**Set of tasks**
1. From the article about the music competition winners, echo everything from "The powerful pull" down to "Tickets are $10.".
2. Name all four competition winners given in the article about the music competition winners.
3. According to the article about the music competition winners, who will conduct the orchestra?

The powerful pull of a great teacher will be evident when the winners of the Competitions in Music
perform Sunday at 3 p.m. in Kobacker Hall on the Bowling Green State University campus.PHOTO BLOG
Saxophonist Aiwen Zhang, violist Adam Solsburg
and pianists Jeff Manchur and Xueli Liu all earned the honor of performing with the orchestra in December
in a rigorous two-round competition that crowns two undergraduates and graduates. The orchestra will be
conducted by Robert Collins and Brady Meyer, both master in orchestral conducting students studying with
Emily Freeman Brown. Tickets are $10.
All four winners were attracted to BGSU by the prospect of studying with a particular faculty member.
Zhang, a native of China, heard saxophonist John Sampen and his wife, composer and pianist Marilyn
Shrude, at a master class
in Shanghai where she was studying. She was in her second year of high school. She was so struck by what
Sampen had to offer, it made her want to study in the United States.

**Records**
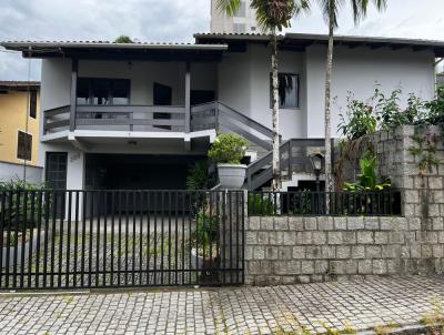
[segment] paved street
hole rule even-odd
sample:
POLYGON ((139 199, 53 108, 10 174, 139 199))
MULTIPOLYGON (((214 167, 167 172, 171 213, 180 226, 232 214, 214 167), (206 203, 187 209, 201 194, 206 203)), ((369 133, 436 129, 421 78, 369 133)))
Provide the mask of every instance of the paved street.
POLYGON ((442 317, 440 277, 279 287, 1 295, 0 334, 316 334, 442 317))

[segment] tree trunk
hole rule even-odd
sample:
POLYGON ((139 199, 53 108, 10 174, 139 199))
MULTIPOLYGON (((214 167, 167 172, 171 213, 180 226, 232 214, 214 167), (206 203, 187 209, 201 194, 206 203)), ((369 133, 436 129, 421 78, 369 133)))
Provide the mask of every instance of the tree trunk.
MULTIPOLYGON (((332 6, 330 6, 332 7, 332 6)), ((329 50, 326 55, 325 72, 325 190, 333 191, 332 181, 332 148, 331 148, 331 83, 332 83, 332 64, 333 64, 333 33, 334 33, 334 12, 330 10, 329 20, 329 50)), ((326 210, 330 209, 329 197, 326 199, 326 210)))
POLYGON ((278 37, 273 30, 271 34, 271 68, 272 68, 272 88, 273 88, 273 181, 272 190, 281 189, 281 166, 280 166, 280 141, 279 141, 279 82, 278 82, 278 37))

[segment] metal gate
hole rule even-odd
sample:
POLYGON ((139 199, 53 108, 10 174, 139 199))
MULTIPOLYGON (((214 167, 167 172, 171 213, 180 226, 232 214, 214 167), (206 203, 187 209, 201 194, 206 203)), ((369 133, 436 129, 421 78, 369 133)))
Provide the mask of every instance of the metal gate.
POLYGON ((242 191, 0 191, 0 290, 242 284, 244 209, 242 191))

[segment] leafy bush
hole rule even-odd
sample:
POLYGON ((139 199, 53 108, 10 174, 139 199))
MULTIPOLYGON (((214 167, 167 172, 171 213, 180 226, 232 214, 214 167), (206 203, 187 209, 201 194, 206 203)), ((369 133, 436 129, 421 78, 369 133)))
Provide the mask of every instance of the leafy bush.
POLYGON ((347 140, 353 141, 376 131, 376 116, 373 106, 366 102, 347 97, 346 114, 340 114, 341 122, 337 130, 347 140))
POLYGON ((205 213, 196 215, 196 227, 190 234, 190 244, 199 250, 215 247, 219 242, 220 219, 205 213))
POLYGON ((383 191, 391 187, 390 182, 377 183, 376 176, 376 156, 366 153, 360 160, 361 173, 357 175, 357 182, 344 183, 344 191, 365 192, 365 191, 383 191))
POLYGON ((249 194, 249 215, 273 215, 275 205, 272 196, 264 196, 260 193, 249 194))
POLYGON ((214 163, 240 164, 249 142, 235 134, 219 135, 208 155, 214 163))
* * *
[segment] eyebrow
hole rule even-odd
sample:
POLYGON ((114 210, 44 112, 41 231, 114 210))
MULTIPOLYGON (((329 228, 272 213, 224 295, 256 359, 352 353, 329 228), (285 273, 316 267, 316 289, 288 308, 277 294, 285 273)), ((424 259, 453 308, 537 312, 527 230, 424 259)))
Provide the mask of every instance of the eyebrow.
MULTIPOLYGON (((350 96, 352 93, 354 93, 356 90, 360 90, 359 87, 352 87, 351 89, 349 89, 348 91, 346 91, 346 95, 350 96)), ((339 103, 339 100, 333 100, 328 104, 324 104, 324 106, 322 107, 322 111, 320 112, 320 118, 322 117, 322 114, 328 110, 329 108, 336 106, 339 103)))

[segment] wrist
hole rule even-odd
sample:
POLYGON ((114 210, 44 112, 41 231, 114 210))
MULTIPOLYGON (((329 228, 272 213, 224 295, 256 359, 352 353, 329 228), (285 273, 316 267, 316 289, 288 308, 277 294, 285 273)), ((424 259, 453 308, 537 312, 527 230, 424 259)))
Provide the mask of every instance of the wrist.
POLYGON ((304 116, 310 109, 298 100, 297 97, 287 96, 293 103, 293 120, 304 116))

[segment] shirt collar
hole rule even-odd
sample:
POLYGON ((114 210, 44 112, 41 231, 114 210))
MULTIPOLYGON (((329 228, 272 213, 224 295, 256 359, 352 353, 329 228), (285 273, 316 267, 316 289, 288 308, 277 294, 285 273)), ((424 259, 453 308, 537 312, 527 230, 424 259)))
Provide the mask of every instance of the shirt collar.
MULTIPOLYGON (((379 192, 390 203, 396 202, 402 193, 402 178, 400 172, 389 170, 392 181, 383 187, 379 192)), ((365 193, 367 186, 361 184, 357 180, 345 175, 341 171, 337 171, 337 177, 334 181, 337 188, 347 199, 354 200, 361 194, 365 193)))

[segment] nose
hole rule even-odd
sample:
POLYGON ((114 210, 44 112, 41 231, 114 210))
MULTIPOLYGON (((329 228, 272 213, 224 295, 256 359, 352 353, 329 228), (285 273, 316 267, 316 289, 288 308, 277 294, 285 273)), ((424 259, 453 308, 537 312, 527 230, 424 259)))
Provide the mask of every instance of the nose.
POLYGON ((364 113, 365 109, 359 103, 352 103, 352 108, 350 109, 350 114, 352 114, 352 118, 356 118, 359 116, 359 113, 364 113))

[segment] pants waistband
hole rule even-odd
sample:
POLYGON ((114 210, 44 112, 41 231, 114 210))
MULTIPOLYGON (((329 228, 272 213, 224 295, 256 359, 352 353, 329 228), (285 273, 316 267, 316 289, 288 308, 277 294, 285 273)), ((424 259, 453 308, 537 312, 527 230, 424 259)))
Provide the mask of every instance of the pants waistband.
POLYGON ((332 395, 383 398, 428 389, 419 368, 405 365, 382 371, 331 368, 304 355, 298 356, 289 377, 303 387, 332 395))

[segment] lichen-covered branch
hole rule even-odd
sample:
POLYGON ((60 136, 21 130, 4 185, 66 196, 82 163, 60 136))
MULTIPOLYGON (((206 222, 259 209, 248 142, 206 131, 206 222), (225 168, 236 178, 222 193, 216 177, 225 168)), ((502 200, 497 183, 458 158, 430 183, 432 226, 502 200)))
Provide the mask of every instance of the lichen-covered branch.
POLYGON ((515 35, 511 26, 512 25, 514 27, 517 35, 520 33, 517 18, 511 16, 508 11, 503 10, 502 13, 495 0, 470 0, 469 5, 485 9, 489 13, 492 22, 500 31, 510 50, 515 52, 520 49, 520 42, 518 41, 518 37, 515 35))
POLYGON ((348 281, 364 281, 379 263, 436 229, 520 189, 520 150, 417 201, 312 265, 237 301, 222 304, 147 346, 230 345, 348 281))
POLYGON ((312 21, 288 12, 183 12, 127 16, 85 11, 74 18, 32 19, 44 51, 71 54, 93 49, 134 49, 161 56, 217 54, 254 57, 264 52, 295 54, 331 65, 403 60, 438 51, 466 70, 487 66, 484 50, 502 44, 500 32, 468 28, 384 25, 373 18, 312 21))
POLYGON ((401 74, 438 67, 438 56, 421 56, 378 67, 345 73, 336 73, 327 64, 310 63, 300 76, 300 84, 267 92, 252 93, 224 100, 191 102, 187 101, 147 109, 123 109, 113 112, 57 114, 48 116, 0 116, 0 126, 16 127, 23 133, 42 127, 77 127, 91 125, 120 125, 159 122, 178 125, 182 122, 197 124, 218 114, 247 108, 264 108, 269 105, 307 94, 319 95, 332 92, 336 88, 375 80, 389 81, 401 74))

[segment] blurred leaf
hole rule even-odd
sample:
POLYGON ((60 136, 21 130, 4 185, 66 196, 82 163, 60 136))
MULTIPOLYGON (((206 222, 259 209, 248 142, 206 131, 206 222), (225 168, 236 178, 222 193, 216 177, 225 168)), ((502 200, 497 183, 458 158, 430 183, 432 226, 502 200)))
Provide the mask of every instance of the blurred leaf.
---
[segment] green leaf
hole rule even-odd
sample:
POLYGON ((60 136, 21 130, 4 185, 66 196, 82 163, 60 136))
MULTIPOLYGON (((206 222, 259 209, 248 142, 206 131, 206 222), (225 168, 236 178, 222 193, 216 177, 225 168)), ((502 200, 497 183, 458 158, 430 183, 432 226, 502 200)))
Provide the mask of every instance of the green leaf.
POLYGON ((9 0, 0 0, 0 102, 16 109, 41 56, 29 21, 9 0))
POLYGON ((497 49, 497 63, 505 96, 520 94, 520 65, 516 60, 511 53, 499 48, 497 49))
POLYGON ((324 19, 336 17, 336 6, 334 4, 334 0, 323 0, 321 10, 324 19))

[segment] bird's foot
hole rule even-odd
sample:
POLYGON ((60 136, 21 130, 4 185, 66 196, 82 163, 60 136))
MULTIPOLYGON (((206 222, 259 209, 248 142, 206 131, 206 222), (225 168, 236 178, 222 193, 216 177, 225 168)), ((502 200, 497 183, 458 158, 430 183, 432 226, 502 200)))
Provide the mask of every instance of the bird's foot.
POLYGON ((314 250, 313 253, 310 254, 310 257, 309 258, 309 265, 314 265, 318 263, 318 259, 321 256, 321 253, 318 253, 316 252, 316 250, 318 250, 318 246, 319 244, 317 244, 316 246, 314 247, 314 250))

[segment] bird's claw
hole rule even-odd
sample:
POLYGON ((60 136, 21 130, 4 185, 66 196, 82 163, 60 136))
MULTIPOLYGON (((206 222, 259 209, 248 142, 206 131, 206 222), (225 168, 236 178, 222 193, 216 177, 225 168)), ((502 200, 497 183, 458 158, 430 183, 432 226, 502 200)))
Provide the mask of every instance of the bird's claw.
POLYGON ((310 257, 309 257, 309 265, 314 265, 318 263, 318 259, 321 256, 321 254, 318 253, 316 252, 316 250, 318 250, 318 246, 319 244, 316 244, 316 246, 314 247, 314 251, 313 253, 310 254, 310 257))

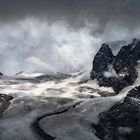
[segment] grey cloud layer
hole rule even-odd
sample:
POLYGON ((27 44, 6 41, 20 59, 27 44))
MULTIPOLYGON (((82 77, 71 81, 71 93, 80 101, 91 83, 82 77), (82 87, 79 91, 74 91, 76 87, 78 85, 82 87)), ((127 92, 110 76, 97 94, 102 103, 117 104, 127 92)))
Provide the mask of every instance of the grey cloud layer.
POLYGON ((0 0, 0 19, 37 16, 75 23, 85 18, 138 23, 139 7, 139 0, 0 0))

**Results by task**
1.
The powerful pull of a great teacher will be evident when the winners of the Competitions in Music
perform Sunday at 3 p.m. in Kobacker Hall on the Bowling Green State University campus.PHOTO BLOG
Saxophonist Aiwen Zhang, violist Adam Solsburg
and pianists Jeff Manchur and Xueli Liu all earned the honor of performing with the orchestra in December
in a rigorous two-round competition that crowns two undergraduates and graduates. The orchestra will be
conducted by Robert Collins and Brady Meyer, both master in orchestral conducting students studying with
Emily Freeman Brown. Tickets are $10.

2. Aiwen Zhang, Adam Solsburg, Jeff Manchur, Xueli Liu

3. Robert Collins and Brady Meyer